*Selected excerpt*:
He reportedly paid $400,000 for the acreage and over $1.5 million for improvements. 631 lots were laid out, priced between $1,800 and $4,000. Two boat docks on Lake Worth for the use of town residents were depicted in an early drawing.

Edwards served as the first mayor of PBS from 1952-1954, and could not continue in this role since he did not live in the town. Thus, Henry Peerson became the first elected mayor of PBS.

Edwards built the Inlet Court Hotel in 1948. This would later become the Colonnades Hotel. The Colonnade motto was "where excellence is not extravagance."

After Edwards died in 1960, the hotel was sold three years later to John D. MacArthur, the son of a preacher, who would became one of the greatest financiers of his day. Newsweek rated MacArthur as the second richest man in the United States in 1976 with a $1 billion net worth. He presided over these vast financial holdings from a table in the Colonnades Coffee Shop.

The hotel had had many famous guests, including movie and television stars, politicians, and musical entertainers, including the Rolling Stones, Janis Joplin, and Jackie Gleason.

The sixth floor penthouse was named the Bob Hope Suite. Story has it that one morning when Bob Hope ordered breakfast from room service, a tall, thin waiter in white jacket with cigarette dangling from his mouth arrived to serve him coffee. It was MacArthur himself.

Paul Harvey's radio show was aired periodically from the hotel, as well as the television game show "Treasure Isle." In later years, Burt Reynolds used the Tiki Bar for his television show "B.L. Stryker."

MacArthur suffered a stroke at the hotel in 1976 and died 14 months later. The Colonnades was demolished in 1990 to make way for the Marriott Ocean Pointe.

Posted: 12:13 p.m. Wednesday, January 03, 2018



Readers: Only a man like John Donald MacArthur, who essentially built northern Palm Beach County, could cast such a giant shadow 40 years after his death on Jan. 5, 1978, at age 80.

Here’s more from colleague Joel Engelhardt’s profile in The Palm Beach Post’s 1999 Our Century special section, as well as from”Post Time” columns in August 2001 and August 2002:

Next to Henry Flagler, no developer has influenced Palm Beach County as much as MacArthur.

*Material provided*:
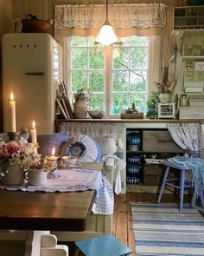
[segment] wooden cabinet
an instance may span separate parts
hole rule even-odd
[[[174,9],[174,30],[203,30],[204,6],[182,6]]]
[[[143,130],[143,151],[148,153],[182,153],[167,130]]]
[[[163,173],[159,163],[183,154],[167,128],[130,128],[126,141],[127,184],[158,186]],[[148,164],[149,161],[158,164]]]

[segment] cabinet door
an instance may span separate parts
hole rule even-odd
[[[167,130],[143,130],[143,150],[144,152],[182,153]]]

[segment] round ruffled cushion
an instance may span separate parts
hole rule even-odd
[[[117,151],[116,141],[112,138],[105,139],[100,143],[101,156],[113,154]]]
[[[61,155],[67,154],[78,156],[79,162],[98,161],[100,159],[97,141],[85,135],[72,137],[63,145]]]

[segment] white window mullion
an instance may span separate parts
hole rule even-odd
[[[105,47],[105,106],[106,115],[112,113],[112,47]]]

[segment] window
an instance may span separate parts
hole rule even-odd
[[[119,115],[135,103],[145,111],[149,84],[148,37],[120,38],[121,45],[95,45],[93,36],[67,37],[67,85],[74,93],[91,91],[90,109]]]

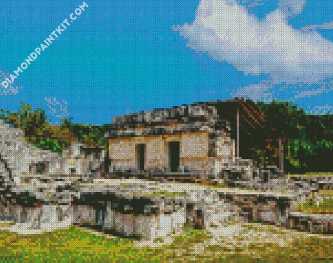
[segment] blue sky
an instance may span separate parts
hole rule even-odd
[[[224,100],[235,94],[254,99],[263,94],[267,100],[292,101],[308,110],[330,108],[333,30],[324,28],[333,28],[325,24],[333,20],[331,0],[321,0],[320,4],[318,0],[298,0],[298,6],[286,7],[284,1],[87,0],[89,8],[15,80],[13,86],[19,87],[17,94],[0,95],[0,108],[16,110],[24,101],[49,112],[45,98],[55,98],[67,102],[68,116],[75,122],[93,124],[110,123],[115,116],[128,112]],[[304,59],[297,58],[300,63],[295,60],[291,67],[285,64],[277,73],[275,65],[280,60],[285,62],[285,57],[281,52],[279,57],[274,45],[272,50],[262,50],[264,54],[255,49],[249,58],[238,55],[235,49],[240,46],[239,43],[226,46],[225,41],[219,42],[221,36],[213,32],[220,27],[218,21],[200,23],[202,18],[225,10],[223,3],[229,1],[235,1],[232,5],[237,6],[231,10],[235,12],[247,8],[245,20],[256,18],[252,22],[254,27],[259,25],[258,37],[262,37],[262,28],[276,25],[266,20],[270,16],[276,21],[280,15],[277,10],[281,9],[292,33],[302,31],[302,41],[308,35],[315,39],[318,46],[314,50],[321,55],[308,56],[305,53],[310,52],[305,50]],[[305,5],[300,9],[303,1]],[[81,4],[71,0],[0,0],[0,69],[5,74],[15,70]],[[199,6],[212,10],[203,16],[198,12],[196,15]],[[223,19],[221,23],[225,22]],[[244,22],[237,19],[232,18],[235,25]],[[173,29],[177,26],[178,30]],[[232,32],[230,36],[237,37]],[[242,52],[251,47],[247,41]],[[326,49],[322,52],[322,46]],[[284,47],[287,52],[289,47]],[[257,65],[252,66],[253,59],[259,65],[258,72],[253,68]],[[300,80],[289,77],[294,73],[304,73],[304,66],[313,60],[318,67],[306,67]],[[58,121],[56,113],[48,115]]]

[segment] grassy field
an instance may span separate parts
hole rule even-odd
[[[328,262],[333,238],[305,235],[259,224],[236,227],[235,235],[185,227],[169,245],[137,247],[136,241],[71,227],[22,235],[0,231],[2,262]],[[222,233],[224,232],[222,230]],[[110,237],[110,238],[109,238]],[[281,243],[281,241],[283,242]],[[158,241],[156,241],[156,242]],[[136,241],[137,242],[137,241]]]
[[[303,174],[288,174],[290,177],[321,177],[333,176],[333,173],[306,173]]]

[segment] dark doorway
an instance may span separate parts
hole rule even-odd
[[[139,171],[143,171],[144,170],[145,152],[145,144],[139,144],[136,145],[136,161],[138,169]]]
[[[169,165],[170,172],[176,173],[179,170],[180,144],[179,141],[169,142]]]
[[[97,228],[102,228],[104,226],[105,219],[105,210],[103,208],[97,207],[95,210],[95,227]]]

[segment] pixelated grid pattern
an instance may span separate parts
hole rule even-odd
[[[278,1],[260,17],[266,2],[202,0],[192,22],[169,27],[183,54],[267,75],[233,99],[211,99],[221,94],[211,83],[197,92],[203,102],[127,110],[100,125],[70,117],[74,95],[45,92],[46,111],[1,110],[0,262],[333,260],[331,101],[298,104],[332,90],[333,45],[318,33],[331,22],[296,30],[288,22],[308,1]],[[73,14],[82,20],[95,4]],[[73,33],[66,21],[44,41],[49,50]],[[3,98],[27,88],[14,79],[0,69]],[[169,99],[159,103],[180,101]]]

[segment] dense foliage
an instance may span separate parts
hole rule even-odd
[[[256,150],[261,162],[278,163],[278,140],[283,141],[284,169],[290,173],[331,172],[333,164],[333,115],[310,114],[288,102],[258,103],[266,118]]]
[[[107,126],[74,124],[70,119],[64,119],[61,124],[53,124],[47,119],[44,110],[33,110],[24,103],[17,112],[2,109],[0,118],[22,130],[27,142],[44,150],[60,153],[72,142],[107,147],[107,140],[104,137]]]

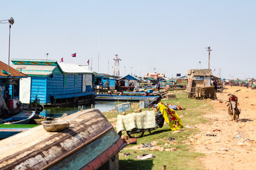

*Task list*:
1. Recast the entries from the line containing "[segment] dark doorway" through the end of the entries as a JSON list of strings, one string per line, with blank lines and the picture lines left out.
2. Continue the text about John D. MacArthur and Palm Beach County from its final sentence.
The text and the entries are separate, unrelated pieces of material.

*Answers in order*:
1.
[
  "[segment] dark doorway",
  "an instance may span separate parts",
  "hole rule even-odd",
  "[[[139,171],[143,171],[144,170],[145,152],[145,144],[139,144],[136,145],[136,161],[138,169]]]",
  "[[[169,165],[170,172],[176,173],[179,170],[180,144],[179,141],[169,142]]]",
  "[[[97,228],[102,228],[104,226],[105,219],[105,210],[103,208],[97,207],[95,210],[95,227]]]",
  "[segment] pixelated grid pattern",
  "an instance may span separate parts",
  "hole rule even-odd",
  "[[[278,1],[260,17],[266,2],[202,0],[192,22],[169,27],[183,54],[267,75],[233,99],[211,99],[221,94],[211,83],[197,92],[203,102],[127,110],[100,125],[70,117],[74,95],[45,92],[46,111],[1,110],[0,262],[333,260],[331,101],[298,104],[332,90],[333,45],[318,33],[331,22],[296,30],[288,22],[308,1]],[[73,14],[82,20],[95,4]],[[73,33],[66,21],[44,41],[49,50]],[[3,98],[27,88],[14,79],[0,69]],[[169,99],[159,103],[180,101]]]",
  "[segment] dense foliage",
  "an instance may span separate parts",
  "hole rule even-odd",
  "[[[256,150],[261,162],[278,163],[278,140],[283,141],[284,169],[290,173],[331,172],[333,164],[333,115],[310,114],[288,102],[258,103],[266,118]]]",
  "[[[107,126],[74,124],[70,119],[64,119],[61,124],[53,124],[47,119],[44,110],[33,110],[24,103],[17,112],[2,109],[0,118],[22,130],[27,142],[44,150],[60,153],[72,142],[107,147],[107,140],[104,137]]]"
]

2.
Both were self-made millionaires who grew up poor, and both were sons of preachers. But MacArthur stood as Flagler’s unrefined opposite.

Ornery, cheap and profane, MacArthur reviled blue bloods. He had more patience for those in blue collars. He awoke at 4:45 every morning, smoked three to four packs of cigarettes a day, drank 20 cups of coffee and swilled Scotch.

“Big Mac” ran his empire from a corner of the coffee shop at the Colonnades Beach Hotel on Singer Island, which he’d bought in 1963. Once, when asked why he dressed like a bum, MacArthur explained: “Sometimes, it’s better to feel like a bum than a millionaire.”

MacArthur sold mail-order insurance in Chicago before coming down in 1955 to collect on a loan. He took control of 80 percent of Lake Park and all of what he would name North Palm Beach. He kept buying, adding thousands of acres. He founded Palm Beach Gardens in 1959 and decided to stay and watch it grow.

He had a stroke at the Colonnades in 1976 and died 14 months later. The hotel closed in 1987 and was razed in 1990.

When MacArthur died, he was the second wealthiest man in America. He gave his fortune to a foundation named for him and his second wife, Catherine. He didn’t set up the MacArthur Foundation to do good. “I’ll do what I know best and make (money),” he told his lawyers. “You fellows will have to learn how to spend it.” But the foundation has given away billions.

MacArthur is the namesake of the state park on Singer Island. It had a dicey beginning.

Through the 1970s and into the 1980s, Air Force Beach was one of the largest nudist beaches in the nation. The 1/2-mile-long beach was owned by MacArthur, a frequent skinny-dipper, and got its name because it was popular with fly-boys from Palm Beach Air Force Base, at Morrison Field, now Palm Beach International Airport. One story says that when Walt Disney came down to survey Palm Beach County as the possible site of Walt Disney World, he and MacArthur took a skinny-dip.

The beach once drew hundreds of people a day, many of them au naturel, and the population rose dramatically during weekends and college spring breaks. When the state bought the beach in 1982 and made it part of the state park, the foundation that controlled MacArthur’s properties recommended an area be set aside for clothing-optional use. The state refused.

Submit your questions to Post Time, The Palm Beach Post, 2751 S. Dixie Highway, West Palm Beach, FL 33405. Include your full name and hometown. Call 561-820-4418. Sorry; no personal replies.

John D. MacArthur outside his Colonnades Hotel in Singer Island in 1974.THE PALM BEACH POST FILE PHOTO

Celebrity Days Remembered As Colonnades Hotel Is Razed

February 17, 1990|By FRED LOWERY, Staff Writer   SUN SENTINAL

PALM BEACH SHORES -- It was not particularly old or really historic, but the old Colonnades Beach Hotel sure was a colorful spot.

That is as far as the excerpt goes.